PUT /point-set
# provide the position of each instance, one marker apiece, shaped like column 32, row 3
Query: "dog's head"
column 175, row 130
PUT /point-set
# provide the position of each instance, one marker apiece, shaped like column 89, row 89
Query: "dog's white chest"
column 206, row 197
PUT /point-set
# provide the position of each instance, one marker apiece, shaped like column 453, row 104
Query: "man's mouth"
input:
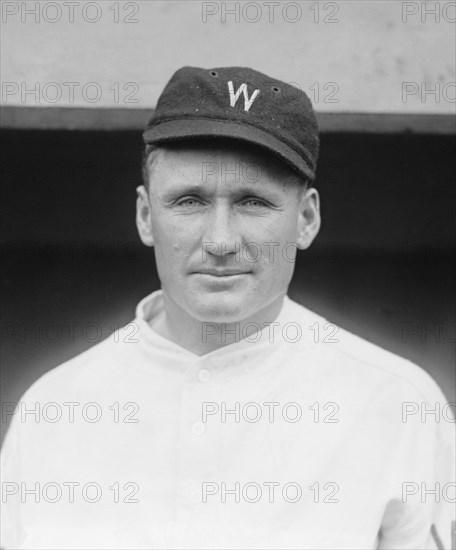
column 221, row 272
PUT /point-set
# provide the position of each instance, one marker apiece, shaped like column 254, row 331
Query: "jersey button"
column 204, row 375
column 198, row 428
column 196, row 496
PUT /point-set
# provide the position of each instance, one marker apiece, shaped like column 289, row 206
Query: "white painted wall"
column 367, row 49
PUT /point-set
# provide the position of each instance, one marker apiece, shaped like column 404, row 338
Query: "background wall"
column 351, row 55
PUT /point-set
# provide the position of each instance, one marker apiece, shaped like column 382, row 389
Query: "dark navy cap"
column 242, row 104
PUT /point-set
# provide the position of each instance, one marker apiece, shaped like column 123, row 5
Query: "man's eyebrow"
column 236, row 191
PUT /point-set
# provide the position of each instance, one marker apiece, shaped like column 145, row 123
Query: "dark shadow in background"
column 74, row 269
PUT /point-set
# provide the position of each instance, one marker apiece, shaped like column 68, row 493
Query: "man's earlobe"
column 309, row 220
column 144, row 217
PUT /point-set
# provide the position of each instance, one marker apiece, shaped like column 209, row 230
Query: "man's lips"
column 220, row 272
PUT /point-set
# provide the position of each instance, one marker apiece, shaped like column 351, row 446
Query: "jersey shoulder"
column 353, row 351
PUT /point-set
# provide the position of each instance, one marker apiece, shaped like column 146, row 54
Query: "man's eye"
column 188, row 201
column 255, row 203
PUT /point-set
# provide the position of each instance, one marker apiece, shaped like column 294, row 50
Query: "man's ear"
column 309, row 220
column 144, row 216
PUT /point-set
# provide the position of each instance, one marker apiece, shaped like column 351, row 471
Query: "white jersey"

◆ ◆ ◆ ◆ ◆

| What to work on |
Would you please copy, word for word, everything above from the line containing "209, row 230" down to the line containing "351, row 446", those two lines included?

| Answer to the exercise |
# provide the position of each instance, one marker apiece, shaped like column 209, row 230
Query: "man's lips"
column 220, row 272
PUT /point-set
# provide the position of each instance, one marker apiece, shaped like column 351, row 446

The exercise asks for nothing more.